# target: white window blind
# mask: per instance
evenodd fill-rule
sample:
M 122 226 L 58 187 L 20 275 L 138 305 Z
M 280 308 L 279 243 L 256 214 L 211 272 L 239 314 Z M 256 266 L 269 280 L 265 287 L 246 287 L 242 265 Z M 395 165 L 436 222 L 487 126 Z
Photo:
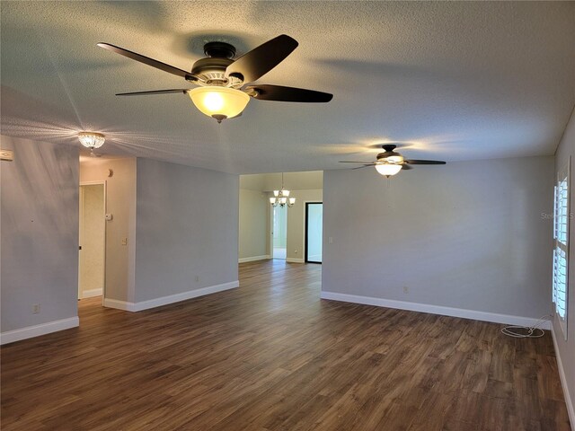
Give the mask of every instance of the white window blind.
M 557 175 L 553 199 L 553 292 L 555 312 L 567 339 L 567 293 L 569 274 L 569 181 L 570 162 Z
------------------------
:: Task to complete ::
Rewrite the records above with "white" changed to "beige" and everything else unchanged. Omit the pictures.

:: Expected answer ::
# target: beige window blind
# mask: per instance
evenodd fill-rule
sample:
M 122 226 L 58 187 L 20 275 L 138 305 Z
M 280 308 L 279 243 L 256 214 L 211 272 L 239 314 Z M 256 266 L 269 280 L 265 287 L 246 287 L 242 265 Z M 395 165 L 436 222 L 487 126 Z
Photo:
Give the mask of every instance of the beige window blind.
M 557 175 L 553 199 L 553 292 L 555 312 L 567 339 L 567 293 L 569 274 L 569 181 L 570 162 Z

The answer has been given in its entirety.